Problems and tasks:
a) Shorten the paragraph of the review of Feminism Against Progress that starts "Harrington is not a theologian," keeping its main facts.
b) According to the review of Feminism Against Progress, what name did Harrington go by when she lived online as a virtual male?
c) Extend the review of Feminism Against Progress, picking up after its final sentence.

Text provided:
Feminism Against Progress—Kirkpatrick Reacts

Mary Harrington is an author I became familiar with in the covidtime reading at Unherd.com. Her book is Feminism Against Progress(1), described on the back cover as 

…a stark warning against a dystopian future in which poor women become a little more than convenient sources of body parts to be harvested and wombs to be rented by the Rich. ‘Progress’ no longer benefits the majority of women and only a feminism that is skeptical of it can truly defend their interests in the twenty-first century.(2) 

Harrington describes her youth, 

Drenched in queer theory and adrift in the endless possibilities of digital culture, it suddenly felt possible to reimagine our genders in bespoke terms, and to create supportive enough communities to somehow realize our inner lives in the world.(3) 

For a period she lived an online life as a virtual male, “Sebastian,” but eventually became untangled from all that. 

Harrington is not a theologian, or necessarily even a Christian. She grew up in Britain in postmodernism, imbibing feminism as a child but who now rejects much of what presently is defined as feminism. 

She describes a crucial worldview which she calls “progressive theology”:  

Legal scholar Adrian Vermeule has dissected what he calls ‘sacramental liberalism’, a ‘lived, and very concrete type of political-theological order’ representing ‘ an imperfectly secularized offshoot of Christianity’. This quasi theological regime, he argues, takes as its central sacrament the disruption of existing norms, in the pursuit of an ever receding goal of greater freedom, transformation and progress towards some undefined future goal of absolute human perfection— that we somehow never attain, and whose externalities are never counted, save as further evidence of how far progress still has to go. This is the core of progress theology.(4)

[Image point grounding data]

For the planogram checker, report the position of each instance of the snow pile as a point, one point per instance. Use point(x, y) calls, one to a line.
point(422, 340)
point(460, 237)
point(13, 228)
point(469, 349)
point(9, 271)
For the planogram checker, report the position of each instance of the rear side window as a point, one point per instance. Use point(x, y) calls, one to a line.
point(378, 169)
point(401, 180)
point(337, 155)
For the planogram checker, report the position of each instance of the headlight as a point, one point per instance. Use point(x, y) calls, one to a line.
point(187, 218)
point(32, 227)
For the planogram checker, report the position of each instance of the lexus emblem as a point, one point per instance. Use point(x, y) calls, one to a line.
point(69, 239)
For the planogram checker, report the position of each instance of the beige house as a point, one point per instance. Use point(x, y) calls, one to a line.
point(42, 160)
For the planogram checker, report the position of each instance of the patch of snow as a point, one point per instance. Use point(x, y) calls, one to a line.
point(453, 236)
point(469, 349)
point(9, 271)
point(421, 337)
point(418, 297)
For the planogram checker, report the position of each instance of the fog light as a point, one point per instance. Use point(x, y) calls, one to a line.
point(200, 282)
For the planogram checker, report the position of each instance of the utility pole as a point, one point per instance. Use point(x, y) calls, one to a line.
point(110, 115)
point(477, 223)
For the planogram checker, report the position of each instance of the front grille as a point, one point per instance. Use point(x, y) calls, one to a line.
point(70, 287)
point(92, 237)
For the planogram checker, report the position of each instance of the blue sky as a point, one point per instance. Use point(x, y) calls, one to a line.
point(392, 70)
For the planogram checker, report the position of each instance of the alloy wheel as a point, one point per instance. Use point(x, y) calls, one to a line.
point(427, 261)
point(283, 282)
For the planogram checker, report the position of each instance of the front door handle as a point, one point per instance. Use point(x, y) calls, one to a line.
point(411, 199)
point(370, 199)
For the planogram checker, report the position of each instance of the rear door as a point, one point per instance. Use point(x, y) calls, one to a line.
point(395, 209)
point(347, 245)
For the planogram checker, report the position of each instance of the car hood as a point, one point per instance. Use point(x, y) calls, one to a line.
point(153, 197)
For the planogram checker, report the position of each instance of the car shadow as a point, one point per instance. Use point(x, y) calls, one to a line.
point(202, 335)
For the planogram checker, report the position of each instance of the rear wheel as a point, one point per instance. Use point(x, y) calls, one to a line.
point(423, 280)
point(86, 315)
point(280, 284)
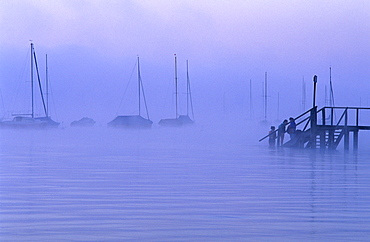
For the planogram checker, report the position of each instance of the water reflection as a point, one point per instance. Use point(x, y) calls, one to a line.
point(125, 186)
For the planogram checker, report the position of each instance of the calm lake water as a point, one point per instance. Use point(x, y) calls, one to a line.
point(193, 184)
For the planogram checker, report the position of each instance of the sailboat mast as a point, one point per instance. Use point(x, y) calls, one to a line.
point(32, 112)
point(187, 87)
point(265, 95)
point(250, 99)
point(47, 88)
point(176, 85)
point(138, 81)
point(331, 92)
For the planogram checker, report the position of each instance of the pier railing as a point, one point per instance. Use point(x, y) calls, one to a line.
point(326, 127)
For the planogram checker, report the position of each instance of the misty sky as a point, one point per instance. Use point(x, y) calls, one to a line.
point(92, 47)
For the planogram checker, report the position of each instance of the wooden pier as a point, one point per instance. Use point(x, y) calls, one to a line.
point(327, 127)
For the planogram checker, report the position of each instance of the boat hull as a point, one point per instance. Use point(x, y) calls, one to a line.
point(130, 121)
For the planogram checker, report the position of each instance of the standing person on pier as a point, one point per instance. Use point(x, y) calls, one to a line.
point(281, 132)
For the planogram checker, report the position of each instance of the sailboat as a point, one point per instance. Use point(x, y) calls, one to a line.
point(31, 120)
point(134, 121)
point(179, 120)
point(185, 118)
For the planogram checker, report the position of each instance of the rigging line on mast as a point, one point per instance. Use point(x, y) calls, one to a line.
point(39, 81)
point(189, 89)
point(125, 91)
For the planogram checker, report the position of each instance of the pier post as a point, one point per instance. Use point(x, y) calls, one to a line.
point(355, 140)
point(313, 127)
point(346, 131)
point(322, 139)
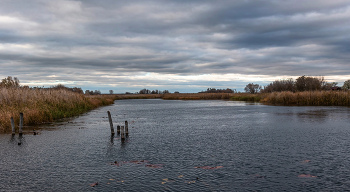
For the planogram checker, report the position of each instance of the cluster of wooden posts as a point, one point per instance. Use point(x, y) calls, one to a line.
point(120, 129)
point(20, 125)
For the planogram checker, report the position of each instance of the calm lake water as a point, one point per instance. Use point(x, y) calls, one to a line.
point(184, 146)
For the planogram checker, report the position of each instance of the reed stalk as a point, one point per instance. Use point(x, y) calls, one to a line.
point(44, 105)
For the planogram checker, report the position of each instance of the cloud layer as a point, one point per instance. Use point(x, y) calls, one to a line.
point(185, 45)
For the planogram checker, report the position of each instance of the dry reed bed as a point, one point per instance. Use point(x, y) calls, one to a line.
point(138, 96)
point(197, 96)
point(40, 105)
point(315, 98)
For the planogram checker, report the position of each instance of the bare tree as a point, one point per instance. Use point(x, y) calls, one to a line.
point(9, 82)
point(252, 88)
point(346, 85)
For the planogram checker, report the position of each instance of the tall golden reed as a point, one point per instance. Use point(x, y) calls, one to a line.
point(44, 105)
point(314, 98)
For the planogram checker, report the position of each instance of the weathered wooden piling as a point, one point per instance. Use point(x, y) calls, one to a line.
point(122, 133)
point(118, 129)
point(126, 128)
point(13, 126)
point(110, 122)
point(20, 123)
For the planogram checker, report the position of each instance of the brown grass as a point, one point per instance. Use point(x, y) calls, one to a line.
point(196, 96)
point(39, 105)
point(315, 98)
point(138, 96)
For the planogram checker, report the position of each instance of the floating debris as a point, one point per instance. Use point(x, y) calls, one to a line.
point(127, 162)
point(208, 167)
point(93, 184)
point(155, 165)
point(306, 176)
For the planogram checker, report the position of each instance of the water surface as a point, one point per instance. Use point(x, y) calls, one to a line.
point(249, 146)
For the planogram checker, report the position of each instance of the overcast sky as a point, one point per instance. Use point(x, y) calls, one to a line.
point(179, 45)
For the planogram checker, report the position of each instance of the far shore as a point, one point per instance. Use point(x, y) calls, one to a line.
point(42, 106)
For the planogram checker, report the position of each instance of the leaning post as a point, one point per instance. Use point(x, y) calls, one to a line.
point(13, 126)
point(118, 129)
point(126, 128)
point(110, 122)
point(20, 123)
point(122, 133)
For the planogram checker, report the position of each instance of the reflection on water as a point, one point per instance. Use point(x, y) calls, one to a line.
point(184, 146)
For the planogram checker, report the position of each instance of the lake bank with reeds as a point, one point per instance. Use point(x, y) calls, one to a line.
point(305, 98)
point(45, 105)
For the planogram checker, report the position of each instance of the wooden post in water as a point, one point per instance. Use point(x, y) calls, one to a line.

Answers by item number:
a) Harrington, not a theologian or necessarily a Christian, grew up in postmodern Britain absorbing feminism as a child, but now rejects much of what feminism is currently defined as.

b) Sebastian.

c)
“The key,” she says, “is to notice the underlying structure of belief: that there exists a kind of axis along which progress can be measured, and that we are inexorably moving along that axis, from ‘more bad’ to ‘less bad.’…(5) Harrington says that she does not believe in progress theology. 

Here is an insight. Most of us are adherents of progress theology. If I asked you to tell me your life story, you would likely frame it in terms of progress from less good to more good. You came from this background, you came from this understanding, to that understanding, from this misconception, to this corrected understanding. You were born in a small town and worked for minimum wage at the hardware store, but you went to school and now live in suburbia making  more money and have a house and a good car and this list of gadgets, or whatever. Yours is a story of progress upward. We want to think that things are improving. We tell the story, automatically, so that we are moving from less good to more good. 

There is something there, built into us about framing, or less preferably, spinning. We spin our stories. Harrington is telling that the actual story of feminism has been framed, spun, portrayed, differently than it is in fact.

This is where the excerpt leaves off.